- _WHAT YOU WILL DO_:
A. Reproduce, word for word, the stretch of the IBS overview from "If you have" through "tested and treated?".
B. Answer these questions from the IBS overview:
(i) When does the stomach pain and cramping of IBS usually occur?
(ii) For at least how long does the text suggest staying away from dairy products?
(iii) How many days a week of exercise does the text say may alleviate symptoms?

(SELECTED EXTRACT Opens)

What is Irritable Bowel Syndrome (IBS) and what are its symptoms?
For those with this condition, stomach aches and difficulty with bowel movements are a common occurrence. Some may even experience frequent watery bowels akin to diarrhoea. Some might undergo constipation or a mix of diarrhoea and constipation.
If you have IBS, your symptoms will include:
- Stomach pain and cramps (usually after meals)
- Diarrhoea and/or constipation
- Feeling full while eating
How is IBS tested and treated?
While there is no specific test for this condition, a doctor can diagnose you after discussing your symptoms and running his/her own choice of tests.
Medication is frequently used to treat this condition, although it cannot be cured completely. Counselling may also be useful in this process given that IBS can be triggered by stress and worry. Medicine that is usually prescribed includes those used to ease diarrhoea and/or constipation, antidepressants, and antispasmodics.
By your own initiative, you can also lessen your symptoms by staying away from food that could make your condition worse. These include food that induces gas, as well as dairy products for at least 2 weeks. In this process, it may be helpful to keep track of the food you eat and what causes a negative reaction in you.
It’s also important to consume fibrous foods, especially if you’re experiencing constipation. Fruits and vegetables are usually your best bet, although fibre pills and powder are also effective (however, fibre may also make your condition worse. Ensure that you cut back if this is the case). Lastly, exercise is just as crucial. By doing some exercise 3-5 days a week, this may alleviate your symptoms).
What can I expect post-treatment?
People with IBS live with it for the rest of their lives. Many find ways to reduce symptoms through diet and lifestyle changes. Before you do so, consult your doctor for recommendations and tips.

(SELECTED EXTRACT Closes)
(ENTRIES SUPPLIED Opens)

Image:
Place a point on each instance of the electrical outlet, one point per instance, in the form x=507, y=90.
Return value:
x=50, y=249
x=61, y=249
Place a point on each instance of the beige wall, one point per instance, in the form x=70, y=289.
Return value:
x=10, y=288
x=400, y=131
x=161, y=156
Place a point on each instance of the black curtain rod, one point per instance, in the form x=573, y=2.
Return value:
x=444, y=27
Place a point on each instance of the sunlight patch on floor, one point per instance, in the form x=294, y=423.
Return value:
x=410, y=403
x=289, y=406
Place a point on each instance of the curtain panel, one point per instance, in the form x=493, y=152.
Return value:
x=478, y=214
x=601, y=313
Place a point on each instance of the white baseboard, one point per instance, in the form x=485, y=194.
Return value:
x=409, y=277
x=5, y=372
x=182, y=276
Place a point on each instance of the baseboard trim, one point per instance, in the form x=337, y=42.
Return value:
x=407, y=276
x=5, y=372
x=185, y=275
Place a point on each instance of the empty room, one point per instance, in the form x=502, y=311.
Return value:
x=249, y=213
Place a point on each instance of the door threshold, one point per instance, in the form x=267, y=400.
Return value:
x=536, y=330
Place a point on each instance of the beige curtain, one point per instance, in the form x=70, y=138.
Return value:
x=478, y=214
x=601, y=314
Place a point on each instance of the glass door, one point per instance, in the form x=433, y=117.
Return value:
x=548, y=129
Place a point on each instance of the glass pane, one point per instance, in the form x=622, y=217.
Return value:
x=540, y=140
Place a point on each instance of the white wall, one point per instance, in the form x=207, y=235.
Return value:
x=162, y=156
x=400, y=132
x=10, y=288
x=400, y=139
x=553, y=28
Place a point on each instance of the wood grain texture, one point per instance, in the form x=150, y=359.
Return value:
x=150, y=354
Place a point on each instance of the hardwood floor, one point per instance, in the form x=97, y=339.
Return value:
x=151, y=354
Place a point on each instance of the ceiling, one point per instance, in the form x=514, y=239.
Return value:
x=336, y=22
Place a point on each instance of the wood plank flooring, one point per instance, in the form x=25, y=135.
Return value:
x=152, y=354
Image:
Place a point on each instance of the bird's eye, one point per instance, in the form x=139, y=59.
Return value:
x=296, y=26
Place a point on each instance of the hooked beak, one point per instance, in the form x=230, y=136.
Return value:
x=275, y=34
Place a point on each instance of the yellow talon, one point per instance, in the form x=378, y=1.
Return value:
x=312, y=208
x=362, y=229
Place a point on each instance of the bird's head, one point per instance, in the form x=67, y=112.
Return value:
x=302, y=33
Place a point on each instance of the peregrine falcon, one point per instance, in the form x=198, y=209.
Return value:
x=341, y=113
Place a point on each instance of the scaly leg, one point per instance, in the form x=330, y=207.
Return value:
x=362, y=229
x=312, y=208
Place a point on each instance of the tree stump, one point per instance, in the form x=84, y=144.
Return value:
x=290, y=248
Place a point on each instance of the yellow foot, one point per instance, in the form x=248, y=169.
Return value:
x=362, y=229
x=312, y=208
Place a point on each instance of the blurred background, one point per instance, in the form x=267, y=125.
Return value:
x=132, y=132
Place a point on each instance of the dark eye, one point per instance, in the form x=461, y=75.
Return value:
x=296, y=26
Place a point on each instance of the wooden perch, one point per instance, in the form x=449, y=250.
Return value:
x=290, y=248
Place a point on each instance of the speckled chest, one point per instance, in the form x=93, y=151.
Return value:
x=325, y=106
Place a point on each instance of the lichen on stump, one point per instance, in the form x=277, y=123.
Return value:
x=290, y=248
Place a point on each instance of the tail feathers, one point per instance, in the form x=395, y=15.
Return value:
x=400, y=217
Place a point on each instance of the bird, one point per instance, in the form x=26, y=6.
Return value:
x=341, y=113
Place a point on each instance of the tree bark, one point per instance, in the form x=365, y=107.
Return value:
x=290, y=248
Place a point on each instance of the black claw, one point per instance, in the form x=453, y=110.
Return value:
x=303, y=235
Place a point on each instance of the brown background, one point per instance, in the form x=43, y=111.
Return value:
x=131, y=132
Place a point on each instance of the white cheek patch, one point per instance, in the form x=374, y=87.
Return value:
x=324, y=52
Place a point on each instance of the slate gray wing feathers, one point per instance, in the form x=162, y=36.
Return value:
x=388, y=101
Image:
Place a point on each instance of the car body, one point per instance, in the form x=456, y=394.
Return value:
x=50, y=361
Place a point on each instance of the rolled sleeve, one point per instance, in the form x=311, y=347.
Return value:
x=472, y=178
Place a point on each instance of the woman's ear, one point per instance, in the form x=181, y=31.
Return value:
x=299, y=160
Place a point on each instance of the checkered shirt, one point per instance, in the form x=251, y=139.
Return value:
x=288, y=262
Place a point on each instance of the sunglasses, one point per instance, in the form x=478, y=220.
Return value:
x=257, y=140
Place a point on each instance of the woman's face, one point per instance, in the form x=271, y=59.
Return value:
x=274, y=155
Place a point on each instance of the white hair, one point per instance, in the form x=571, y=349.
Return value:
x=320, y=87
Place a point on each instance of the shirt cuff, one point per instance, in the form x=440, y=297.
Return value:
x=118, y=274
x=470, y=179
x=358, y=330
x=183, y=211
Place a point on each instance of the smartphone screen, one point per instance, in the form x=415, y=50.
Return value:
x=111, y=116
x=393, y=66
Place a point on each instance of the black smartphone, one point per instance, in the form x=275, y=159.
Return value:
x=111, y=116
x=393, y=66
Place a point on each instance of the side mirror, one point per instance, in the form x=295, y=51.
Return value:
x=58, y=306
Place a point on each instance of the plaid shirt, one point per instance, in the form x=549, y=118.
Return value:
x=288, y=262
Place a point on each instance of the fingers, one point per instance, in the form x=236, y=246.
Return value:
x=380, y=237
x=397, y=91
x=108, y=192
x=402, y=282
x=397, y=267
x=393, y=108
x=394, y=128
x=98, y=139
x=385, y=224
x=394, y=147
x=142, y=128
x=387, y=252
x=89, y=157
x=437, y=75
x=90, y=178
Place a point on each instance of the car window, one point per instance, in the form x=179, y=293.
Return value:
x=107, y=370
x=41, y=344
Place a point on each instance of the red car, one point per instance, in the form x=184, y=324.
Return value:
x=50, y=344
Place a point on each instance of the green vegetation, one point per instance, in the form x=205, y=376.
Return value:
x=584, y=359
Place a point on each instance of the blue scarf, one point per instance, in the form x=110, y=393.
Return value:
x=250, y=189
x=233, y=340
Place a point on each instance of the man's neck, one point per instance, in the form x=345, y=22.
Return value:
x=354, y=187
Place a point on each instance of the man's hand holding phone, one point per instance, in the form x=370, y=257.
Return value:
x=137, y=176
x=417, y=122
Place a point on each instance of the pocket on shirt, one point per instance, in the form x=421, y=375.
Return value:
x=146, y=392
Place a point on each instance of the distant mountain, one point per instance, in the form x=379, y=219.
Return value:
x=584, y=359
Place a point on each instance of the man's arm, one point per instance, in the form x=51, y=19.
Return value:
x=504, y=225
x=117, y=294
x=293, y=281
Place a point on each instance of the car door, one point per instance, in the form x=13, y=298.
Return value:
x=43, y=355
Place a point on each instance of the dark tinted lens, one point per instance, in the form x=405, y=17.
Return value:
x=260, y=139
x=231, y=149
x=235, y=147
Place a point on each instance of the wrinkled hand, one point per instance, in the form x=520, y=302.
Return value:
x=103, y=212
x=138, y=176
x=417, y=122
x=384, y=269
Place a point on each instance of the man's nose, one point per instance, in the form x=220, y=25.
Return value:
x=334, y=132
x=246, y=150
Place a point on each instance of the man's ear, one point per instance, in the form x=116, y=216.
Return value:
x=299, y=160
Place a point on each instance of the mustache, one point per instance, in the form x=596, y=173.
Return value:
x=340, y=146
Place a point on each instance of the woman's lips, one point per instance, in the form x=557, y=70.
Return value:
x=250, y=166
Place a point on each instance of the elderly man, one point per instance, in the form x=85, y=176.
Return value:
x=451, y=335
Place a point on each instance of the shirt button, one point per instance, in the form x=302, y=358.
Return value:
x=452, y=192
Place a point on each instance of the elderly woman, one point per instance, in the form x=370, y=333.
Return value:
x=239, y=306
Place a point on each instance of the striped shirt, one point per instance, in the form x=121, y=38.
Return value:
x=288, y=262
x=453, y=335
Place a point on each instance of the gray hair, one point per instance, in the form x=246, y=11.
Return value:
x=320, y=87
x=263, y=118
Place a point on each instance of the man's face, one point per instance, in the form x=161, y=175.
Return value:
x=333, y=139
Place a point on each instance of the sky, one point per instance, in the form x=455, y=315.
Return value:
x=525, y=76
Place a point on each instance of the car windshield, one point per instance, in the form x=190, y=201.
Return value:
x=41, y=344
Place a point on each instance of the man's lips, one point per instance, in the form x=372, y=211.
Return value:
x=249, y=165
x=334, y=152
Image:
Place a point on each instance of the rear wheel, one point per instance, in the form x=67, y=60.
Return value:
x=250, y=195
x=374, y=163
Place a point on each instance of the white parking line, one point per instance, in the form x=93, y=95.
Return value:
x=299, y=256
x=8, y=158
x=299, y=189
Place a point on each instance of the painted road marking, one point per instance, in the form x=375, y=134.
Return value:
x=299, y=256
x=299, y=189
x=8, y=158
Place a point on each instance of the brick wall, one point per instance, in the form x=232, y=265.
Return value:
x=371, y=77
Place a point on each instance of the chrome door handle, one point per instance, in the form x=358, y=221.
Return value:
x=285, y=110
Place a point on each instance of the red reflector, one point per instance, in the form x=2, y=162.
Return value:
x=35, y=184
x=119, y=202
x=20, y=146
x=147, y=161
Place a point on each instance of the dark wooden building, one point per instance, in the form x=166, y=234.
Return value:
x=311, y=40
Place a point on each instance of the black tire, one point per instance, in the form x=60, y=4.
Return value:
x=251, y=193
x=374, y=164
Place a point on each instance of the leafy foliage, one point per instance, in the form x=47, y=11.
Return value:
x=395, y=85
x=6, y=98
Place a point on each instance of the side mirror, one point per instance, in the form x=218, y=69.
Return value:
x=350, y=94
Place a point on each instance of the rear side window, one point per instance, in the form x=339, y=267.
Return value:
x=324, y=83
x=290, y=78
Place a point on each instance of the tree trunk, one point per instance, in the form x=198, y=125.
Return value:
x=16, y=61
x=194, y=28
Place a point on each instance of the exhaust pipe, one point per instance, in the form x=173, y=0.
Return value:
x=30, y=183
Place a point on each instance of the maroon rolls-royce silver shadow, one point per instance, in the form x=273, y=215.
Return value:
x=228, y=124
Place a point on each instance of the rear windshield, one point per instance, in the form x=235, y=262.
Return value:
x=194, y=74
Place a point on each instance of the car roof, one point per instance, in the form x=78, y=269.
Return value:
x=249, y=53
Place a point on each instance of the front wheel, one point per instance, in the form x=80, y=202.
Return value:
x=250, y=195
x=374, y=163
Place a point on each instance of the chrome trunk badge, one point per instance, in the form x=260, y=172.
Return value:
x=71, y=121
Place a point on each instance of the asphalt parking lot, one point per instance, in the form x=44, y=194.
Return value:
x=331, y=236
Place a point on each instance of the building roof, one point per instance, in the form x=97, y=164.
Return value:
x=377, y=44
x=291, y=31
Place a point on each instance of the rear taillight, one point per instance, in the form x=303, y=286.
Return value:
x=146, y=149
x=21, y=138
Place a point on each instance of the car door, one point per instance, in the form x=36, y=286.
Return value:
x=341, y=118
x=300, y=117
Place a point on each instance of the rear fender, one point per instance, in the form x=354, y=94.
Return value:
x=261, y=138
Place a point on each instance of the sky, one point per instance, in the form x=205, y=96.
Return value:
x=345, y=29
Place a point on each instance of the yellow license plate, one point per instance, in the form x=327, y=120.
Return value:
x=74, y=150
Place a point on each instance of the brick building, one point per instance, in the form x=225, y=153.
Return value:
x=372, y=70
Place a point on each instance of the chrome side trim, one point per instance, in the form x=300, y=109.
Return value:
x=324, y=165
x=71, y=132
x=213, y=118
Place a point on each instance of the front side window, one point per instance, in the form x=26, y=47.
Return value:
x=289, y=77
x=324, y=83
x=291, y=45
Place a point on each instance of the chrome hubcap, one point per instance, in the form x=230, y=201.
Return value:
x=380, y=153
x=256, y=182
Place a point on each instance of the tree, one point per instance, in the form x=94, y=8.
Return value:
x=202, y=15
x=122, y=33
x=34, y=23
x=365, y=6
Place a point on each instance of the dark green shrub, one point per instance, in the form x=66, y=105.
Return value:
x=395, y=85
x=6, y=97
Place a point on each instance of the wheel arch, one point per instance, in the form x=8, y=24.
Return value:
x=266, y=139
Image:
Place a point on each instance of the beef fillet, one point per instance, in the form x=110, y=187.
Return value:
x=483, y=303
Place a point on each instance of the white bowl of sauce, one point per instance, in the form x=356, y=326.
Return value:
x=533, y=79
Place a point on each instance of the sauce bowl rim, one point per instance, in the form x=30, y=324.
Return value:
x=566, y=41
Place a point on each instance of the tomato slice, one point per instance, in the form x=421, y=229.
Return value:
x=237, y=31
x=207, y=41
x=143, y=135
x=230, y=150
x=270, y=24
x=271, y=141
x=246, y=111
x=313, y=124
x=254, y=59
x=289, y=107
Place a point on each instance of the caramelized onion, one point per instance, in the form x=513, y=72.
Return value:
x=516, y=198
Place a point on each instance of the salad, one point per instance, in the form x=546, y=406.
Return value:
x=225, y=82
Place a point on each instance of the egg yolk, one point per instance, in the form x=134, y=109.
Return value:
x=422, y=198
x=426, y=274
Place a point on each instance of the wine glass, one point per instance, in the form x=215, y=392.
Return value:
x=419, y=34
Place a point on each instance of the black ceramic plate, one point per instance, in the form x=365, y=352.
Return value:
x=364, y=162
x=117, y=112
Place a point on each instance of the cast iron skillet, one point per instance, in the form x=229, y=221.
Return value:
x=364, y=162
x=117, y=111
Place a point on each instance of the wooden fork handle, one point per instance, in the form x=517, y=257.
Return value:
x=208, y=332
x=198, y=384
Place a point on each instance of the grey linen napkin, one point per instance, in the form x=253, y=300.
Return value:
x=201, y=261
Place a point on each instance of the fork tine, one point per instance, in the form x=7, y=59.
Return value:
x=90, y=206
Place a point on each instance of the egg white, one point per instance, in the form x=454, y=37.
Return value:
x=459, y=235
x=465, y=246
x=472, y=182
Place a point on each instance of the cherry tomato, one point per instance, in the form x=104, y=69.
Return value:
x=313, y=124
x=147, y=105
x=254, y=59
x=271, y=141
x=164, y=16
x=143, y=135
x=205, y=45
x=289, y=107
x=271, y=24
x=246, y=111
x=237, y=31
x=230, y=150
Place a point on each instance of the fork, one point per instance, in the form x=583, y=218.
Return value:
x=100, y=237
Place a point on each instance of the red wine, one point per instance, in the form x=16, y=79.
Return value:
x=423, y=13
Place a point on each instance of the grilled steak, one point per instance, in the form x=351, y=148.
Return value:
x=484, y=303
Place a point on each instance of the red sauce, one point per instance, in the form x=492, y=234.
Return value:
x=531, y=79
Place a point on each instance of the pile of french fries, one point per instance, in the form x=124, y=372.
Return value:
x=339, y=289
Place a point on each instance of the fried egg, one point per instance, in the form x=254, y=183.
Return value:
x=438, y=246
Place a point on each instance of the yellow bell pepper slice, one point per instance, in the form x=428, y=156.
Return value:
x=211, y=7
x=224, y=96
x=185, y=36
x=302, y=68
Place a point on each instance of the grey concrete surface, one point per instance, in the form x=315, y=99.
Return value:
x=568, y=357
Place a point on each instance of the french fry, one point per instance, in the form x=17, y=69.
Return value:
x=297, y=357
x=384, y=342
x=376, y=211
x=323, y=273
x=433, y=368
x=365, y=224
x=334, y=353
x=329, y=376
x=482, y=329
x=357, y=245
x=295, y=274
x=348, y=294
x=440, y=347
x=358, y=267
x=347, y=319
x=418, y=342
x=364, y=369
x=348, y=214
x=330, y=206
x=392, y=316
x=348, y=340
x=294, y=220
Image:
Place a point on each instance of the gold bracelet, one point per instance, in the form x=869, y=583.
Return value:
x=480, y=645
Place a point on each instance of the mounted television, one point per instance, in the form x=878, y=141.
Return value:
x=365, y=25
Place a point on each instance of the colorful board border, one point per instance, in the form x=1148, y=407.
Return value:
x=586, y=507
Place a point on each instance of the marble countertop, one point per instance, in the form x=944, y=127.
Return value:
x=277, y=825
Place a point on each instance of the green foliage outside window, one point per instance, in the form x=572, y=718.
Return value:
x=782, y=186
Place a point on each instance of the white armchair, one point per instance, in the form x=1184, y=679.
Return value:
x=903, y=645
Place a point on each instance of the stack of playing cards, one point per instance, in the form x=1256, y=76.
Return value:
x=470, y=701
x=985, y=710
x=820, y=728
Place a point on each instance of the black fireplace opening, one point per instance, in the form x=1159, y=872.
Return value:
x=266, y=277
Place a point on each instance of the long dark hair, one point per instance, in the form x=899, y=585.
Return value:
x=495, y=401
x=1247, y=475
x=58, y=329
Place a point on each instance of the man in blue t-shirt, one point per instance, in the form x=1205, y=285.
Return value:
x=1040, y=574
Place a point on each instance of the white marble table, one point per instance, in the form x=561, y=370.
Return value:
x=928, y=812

(ENTRIES SUPPLIED Closes)

- _RESULTS FOR THE EXERCISE_:
A.
If you have IBS, your symptoms will include:
- Stomach pain and cramps (usually after meals)
- Diarrhoea and/or constipation
- Feeling full while eating
How is IBS tested and treated?

B.
(i) Usually after meals.
(ii) At least 2 weeks.
(iii) 3-5 days a week.